=== Directive ===
Print the whole listing below verbatim, with the pictures left out.

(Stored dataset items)
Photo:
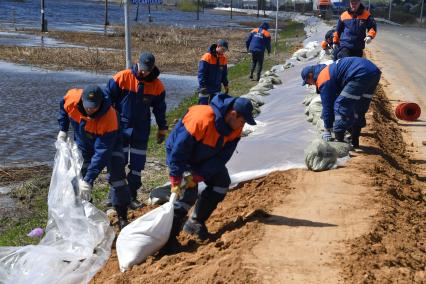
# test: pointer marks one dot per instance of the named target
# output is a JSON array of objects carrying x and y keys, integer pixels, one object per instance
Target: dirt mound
[
  {"x": 236, "y": 225},
  {"x": 395, "y": 250},
  {"x": 389, "y": 246}
]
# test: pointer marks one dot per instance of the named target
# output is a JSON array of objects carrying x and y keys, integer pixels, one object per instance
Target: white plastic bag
[
  {"x": 78, "y": 237},
  {"x": 145, "y": 235}
]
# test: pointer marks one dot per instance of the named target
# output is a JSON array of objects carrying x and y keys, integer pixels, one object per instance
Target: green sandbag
[{"x": 320, "y": 156}]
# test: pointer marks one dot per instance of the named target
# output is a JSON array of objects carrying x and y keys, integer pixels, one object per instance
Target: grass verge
[{"x": 34, "y": 192}]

=== Solution to this exercise ===
Photo:
# test: pointer marks one dot per instance of the named target
# output is a JSON array of objects carrying x and y keys, integer pixels, one object per instance
Target: dirt mound
[
  {"x": 236, "y": 225},
  {"x": 395, "y": 250},
  {"x": 389, "y": 246}
]
# test: pointer marks one dot per instance of the named target
# output is a JSON array of objects carrying x and y keys, integer pixels, one object per instance
Target: white plastic bag
[
  {"x": 78, "y": 237},
  {"x": 145, "y": 235}
]
# test: pointer marks one dot per instance of the named target
# output is a JSON array of objects carrying x and y keys, integer pixels, one object per instance
Target: green sandbag
[{"x": 320, "y": 156}]
# test: pointer marks one dot per instance of the named target
# output is a JSON array of objects carrying x and y keys, integer pixels, one object per instance
Target: grass verge
[{"x": 34, "y": 192}]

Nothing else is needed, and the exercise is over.